TEXT
───
The NFL, NASCAR and other sports leagues are joining with insurers in battling the Tea Party over federal subsidies for terrorism insurance that are due to expire at the end of the year. The leagues say they're worried about insuring their stadiums against attacks if the law is allowed to die.
Under TRIA, as the law is known, providers of property and casualty insurance are required to provide coverage for terrorism-related losses. The federal government backstops that coverage, paying for losses above $100 million and recouping its payments later with surcharges on all terrorism policies offered by insurers.
This could be an expensive proposition. AT&T Stadium in Arlington, Texas, previously known as Cowboys Stadium, cost an estimated $1.15 billion to build.
TRIA was passed following the 9/11 terrorist attacks, when insured losses ran over $40 billion in today’s dollars — the largest losses from a non-natural disaster on record, according to the Congressional Research Service. In the aftermath of the attacks and the insurance payouts, private insurers stopped offering terrorism coverage, and Congress stepped in with TRIA in 2002. The program was reauthorized in 2005 and 2007.
Industry groups say the program works well and want it extended as soon as possible before next year’s policies have to be drawn up. Businesses from the NBA to United Airlines have formed the Coalition to Insure Against Terrorism to lobby for an extension.
───
Source data
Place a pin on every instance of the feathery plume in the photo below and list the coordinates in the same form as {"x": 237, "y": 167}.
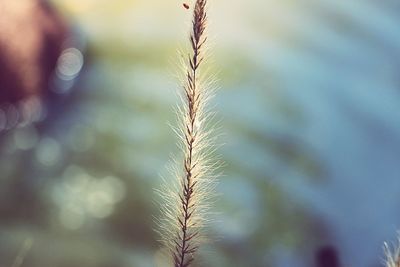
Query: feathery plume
{"x": 186, "y": 200}
{"x": 392, "y": 254}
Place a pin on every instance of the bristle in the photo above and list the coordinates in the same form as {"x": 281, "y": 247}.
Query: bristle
{"x": 186, "y": 199}
{"x": 392, "y": 254}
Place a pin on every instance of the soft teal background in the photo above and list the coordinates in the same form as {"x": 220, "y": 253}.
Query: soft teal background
{"x": 310, "y": 114}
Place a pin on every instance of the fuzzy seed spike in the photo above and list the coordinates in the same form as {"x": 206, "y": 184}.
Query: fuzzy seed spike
{"x": 186, "y": 199}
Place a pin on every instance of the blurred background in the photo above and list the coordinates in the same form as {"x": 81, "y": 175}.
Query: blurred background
{"x": 310, "y": 115}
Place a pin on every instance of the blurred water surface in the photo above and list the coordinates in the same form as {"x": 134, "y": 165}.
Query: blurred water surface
{"x": 309, "y": 107}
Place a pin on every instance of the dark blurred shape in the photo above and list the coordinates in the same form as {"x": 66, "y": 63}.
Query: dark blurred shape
{"x": 327, "y": 257}
{"x": 31, "y": 40}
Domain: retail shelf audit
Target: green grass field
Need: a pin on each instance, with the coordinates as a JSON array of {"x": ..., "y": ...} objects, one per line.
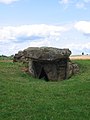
[{"x": 25, "y": 98}]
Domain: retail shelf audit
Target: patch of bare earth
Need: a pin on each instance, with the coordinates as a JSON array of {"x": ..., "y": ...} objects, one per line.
[{"x": 80, "y": 57}]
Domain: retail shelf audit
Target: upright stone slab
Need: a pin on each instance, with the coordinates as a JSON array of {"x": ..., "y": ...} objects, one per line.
[{"x": 51, "y": 64}]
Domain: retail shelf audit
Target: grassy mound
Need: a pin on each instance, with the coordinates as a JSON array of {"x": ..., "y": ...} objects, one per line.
[{"x": 25, "y": 98}]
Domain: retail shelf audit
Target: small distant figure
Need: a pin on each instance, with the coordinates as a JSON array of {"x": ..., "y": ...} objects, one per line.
[{"x": 82, "y": 53}]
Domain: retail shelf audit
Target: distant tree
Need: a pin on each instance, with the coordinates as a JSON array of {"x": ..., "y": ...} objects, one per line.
[{"x": 82, "y": 53}]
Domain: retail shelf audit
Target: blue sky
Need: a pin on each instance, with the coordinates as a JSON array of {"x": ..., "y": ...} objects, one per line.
[{"x": 52, "y": 23}]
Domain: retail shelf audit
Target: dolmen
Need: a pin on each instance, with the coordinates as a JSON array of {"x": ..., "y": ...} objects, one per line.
[{"x": 48, "y": 63}]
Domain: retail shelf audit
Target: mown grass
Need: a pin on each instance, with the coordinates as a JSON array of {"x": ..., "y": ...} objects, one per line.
[{"x": 25, "y": 98}]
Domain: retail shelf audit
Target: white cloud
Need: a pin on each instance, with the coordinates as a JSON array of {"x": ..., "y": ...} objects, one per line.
[
  {"x": 83, "y": 26},
  {"x": 8, "y": 1},
  {"x": 80, "y": 5},
  {"x": 13, "y": 39}
]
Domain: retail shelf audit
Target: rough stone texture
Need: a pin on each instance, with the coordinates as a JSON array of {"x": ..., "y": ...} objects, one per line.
[{"x": 48, "y": 63}]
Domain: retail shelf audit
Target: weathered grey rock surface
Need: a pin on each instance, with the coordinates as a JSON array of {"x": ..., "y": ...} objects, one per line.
[{"x": 48, "y": 63}]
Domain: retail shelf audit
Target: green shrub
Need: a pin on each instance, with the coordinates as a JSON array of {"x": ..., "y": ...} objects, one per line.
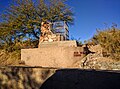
[{"x": 110, "y": 40}]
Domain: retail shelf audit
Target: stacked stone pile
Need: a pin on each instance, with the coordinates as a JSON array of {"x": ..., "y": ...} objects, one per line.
[{"x": 97, "y": 61}]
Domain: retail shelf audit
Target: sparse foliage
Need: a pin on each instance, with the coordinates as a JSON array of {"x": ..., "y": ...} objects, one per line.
[{"x": 110, "y": 40}]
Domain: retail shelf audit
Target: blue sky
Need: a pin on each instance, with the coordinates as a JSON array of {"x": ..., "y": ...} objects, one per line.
[
  {"x": 89, "y": 15},
  {"x": 92, "y": 14}
]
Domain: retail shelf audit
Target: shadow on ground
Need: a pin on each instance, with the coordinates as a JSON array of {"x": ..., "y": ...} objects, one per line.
───
USING THE INFORMATION
1 - Reproduce verbatim the part of the article on terrorism insurance that opens with the words containing "Under TRIA, as" and closes with "offered by insurers.".
2 - According to the article on terrorism insurance, above what amount of losses does the federal government pay under TRIA?
3 - List every year the article on terrorism insurance gives for TRIA's passage or reauthorization.

SOLUTION LIST
1 -
Under TRIA, as the law is known, providers of property and casualty insurance are required to provide coverage for terrorism-related losses. The federal government backstops that coverage, paying for losses above $100 million and recouping its payments later with surcharges on all terrorism policies offered by insurers.

2 - $100 million

3 - 2002, 2005, 2007